#### What is asked
Count the lines in the data below that contain the string "vehicle". Give only the number.

[Stored records]
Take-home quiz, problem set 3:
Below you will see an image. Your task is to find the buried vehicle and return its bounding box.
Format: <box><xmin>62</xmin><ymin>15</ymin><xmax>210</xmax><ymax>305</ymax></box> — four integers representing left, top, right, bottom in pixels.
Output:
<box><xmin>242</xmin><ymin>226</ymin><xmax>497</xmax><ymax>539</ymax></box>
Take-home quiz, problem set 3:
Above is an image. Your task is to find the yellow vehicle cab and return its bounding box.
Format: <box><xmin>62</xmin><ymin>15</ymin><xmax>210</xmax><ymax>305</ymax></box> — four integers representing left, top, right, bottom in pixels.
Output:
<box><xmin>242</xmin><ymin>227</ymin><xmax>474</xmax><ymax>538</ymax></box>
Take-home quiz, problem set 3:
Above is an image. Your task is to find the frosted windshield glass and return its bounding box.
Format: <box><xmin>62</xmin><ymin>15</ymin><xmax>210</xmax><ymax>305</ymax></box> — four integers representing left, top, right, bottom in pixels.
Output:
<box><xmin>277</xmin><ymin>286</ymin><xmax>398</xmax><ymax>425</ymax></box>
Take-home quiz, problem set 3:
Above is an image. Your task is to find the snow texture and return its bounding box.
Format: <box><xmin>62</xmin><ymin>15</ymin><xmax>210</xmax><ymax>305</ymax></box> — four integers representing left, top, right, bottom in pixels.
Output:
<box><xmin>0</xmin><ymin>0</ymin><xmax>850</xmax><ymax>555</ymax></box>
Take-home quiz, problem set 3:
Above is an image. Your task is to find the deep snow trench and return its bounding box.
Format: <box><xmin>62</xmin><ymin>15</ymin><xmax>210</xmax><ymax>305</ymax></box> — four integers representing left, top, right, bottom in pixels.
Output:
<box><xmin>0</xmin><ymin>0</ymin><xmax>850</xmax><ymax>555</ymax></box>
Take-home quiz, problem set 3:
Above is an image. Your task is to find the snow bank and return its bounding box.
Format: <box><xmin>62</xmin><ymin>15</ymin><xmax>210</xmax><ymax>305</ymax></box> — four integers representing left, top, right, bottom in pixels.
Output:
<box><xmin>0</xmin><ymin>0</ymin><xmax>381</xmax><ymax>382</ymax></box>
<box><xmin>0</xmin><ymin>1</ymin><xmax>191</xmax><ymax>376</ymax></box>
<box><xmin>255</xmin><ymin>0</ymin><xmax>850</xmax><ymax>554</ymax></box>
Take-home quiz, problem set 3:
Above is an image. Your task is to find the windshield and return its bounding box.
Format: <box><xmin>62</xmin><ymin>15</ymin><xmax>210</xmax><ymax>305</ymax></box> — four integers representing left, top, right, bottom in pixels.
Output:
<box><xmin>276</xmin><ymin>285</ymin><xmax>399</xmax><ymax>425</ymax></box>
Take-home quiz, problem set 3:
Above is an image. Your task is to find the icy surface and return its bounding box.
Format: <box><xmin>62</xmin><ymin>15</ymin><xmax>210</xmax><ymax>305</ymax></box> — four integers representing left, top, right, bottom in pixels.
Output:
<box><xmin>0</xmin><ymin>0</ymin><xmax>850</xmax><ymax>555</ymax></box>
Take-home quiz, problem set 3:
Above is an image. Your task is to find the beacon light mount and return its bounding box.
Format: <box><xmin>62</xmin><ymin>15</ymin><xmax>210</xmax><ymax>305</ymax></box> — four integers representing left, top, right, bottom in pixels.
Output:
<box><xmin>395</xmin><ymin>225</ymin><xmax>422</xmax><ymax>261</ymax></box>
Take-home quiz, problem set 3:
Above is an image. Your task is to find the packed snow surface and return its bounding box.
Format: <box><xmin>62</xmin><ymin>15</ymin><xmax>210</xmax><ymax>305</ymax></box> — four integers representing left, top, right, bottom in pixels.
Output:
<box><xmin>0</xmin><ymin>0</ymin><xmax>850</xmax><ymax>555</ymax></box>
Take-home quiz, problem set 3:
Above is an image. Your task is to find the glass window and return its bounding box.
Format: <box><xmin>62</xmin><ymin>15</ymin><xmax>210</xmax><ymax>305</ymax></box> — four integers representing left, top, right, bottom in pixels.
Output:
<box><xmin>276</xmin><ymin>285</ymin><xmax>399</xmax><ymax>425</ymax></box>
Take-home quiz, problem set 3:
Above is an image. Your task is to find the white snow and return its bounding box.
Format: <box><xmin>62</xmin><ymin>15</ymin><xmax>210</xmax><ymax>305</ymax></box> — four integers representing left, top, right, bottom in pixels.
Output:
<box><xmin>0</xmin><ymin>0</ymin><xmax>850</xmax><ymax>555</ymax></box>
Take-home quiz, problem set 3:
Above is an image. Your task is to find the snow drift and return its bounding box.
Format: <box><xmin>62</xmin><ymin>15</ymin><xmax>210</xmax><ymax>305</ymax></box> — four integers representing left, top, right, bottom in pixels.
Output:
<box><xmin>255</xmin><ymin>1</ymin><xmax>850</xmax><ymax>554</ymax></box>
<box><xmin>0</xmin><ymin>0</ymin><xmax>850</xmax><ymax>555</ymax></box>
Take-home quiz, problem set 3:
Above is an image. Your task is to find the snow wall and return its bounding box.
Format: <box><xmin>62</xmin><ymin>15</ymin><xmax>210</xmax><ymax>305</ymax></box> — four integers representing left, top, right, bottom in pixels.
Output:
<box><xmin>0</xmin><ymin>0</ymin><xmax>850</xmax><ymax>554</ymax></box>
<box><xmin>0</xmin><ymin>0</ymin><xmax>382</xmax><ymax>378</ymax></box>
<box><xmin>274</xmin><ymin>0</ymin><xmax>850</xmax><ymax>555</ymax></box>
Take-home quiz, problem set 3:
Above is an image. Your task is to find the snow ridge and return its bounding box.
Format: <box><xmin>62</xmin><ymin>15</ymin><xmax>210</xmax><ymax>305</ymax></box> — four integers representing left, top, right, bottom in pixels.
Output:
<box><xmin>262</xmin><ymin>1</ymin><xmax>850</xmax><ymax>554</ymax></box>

#### Task answer
2